
  4. Christine Maciel

    I loved reading Jane Brody’s column whenever I could but I really like her cookbooks. I learned so much about making delicious food using healthy ingredients. My favorite recipe for bread is hers: Richard’s Favorite Bread’. I made bread with that recipe for years! Thinking about it now makes my mouth water! Thanks, Jane.

  5. Jean Davis, Class of 1969

    Jane Brody was indeed a great inspiration through her writing with that refreshing mixture of humor, intelligent insight and lots of useful information. She’s been my ‘companion’ for countless years in the health/science domain, and I wish her joy and lots of stimulating adventures in this new stage of her life.

  6. Shelley, Class of 1958

    As a retired physician, I have long appreciated Jean Brody’s well researched and cheerful columns on health and wellness—and I’ll miss passing them on to family and friends who enjoyed them too.

  7. Pam Blum

    You will be missed. Loved your writing, your wit, your truth. I also bought The Good Food Cookbook, which was filled with much information besides recipes.
    I didn’t attend Cornell, but, my maternal Pharmacist Grandfather and uncle did. Their Pharmacy was near Columbia Presbyterian Hospital. I can remember as a child my grandfather singing the Cornell song, singing with much pride!
    Enjoy this next chapter, as I wish you were still writing, you definitely deserve this.

  8. Elisa Bremner, Class of 1990

    Thank you for sharing your gifts for all these years, Jane Brody. And thank you for setting an example of healthy living in your retirement!

  9. Stephen Ploscowe, Class of 1962

    Every Tuesday I would rush to my driveway to pickup my NY Times so I could read Jane’s column. So informative and so interesting. My classmate Jane was and still is the best. Steve Ploscowe

  10. Lisa Hallee

    The Good Food Cookbook remains my favorite, well used and time worn. And it’s the second copy I bought after the first one wore out. What a treasure Jane Brody is! And when I learned that we share a Cornell connection, I was thrilled. Enjoy your well earned retirement Jane. You made an enormous difference in many lives.

**Information provided**
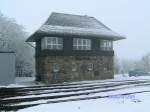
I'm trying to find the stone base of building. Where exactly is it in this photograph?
[36,56,114,83]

**What to do**
- 1) From the Jane Brody tributes, set down the passage starting at "6. Shelley, Class" and ending at "information besides recipes.", word for word.
- 2) Based on the Jane Brody tributes, state whether each of the following statements agrees with the text: (a) Stephen Ploscowe read Jane Brody's column on Tuesdays; (b) Pam Blum attended Cornell; (c) Lisa Hallee still uses her first copy of The Good Food Cookbook. Answer yes or no for each and quote the words that decide it.

**Responses**
- 1)
6. Shelley, Class of 1958

    As a retired physician, I have long appreciated Jean Brody’s well researched and cheerful columns on health and wellness—and I’ll miss passing them on to family and friends who enjoyed them too.

  7. Pam Blum

    You will be missed. Loved your writing, your wit, your truth. I also bought The Good Food Cookbook, which was filled with much information besides recipes.

- 2)
(a) Yes: "Every Tuesday I would rush to my driveway to pickup my NY Times so I could read Jane’s column."
(b) No: "I didn’t attend Cornell"
(c) No: "it’s the second copy I bought after the first one wore out."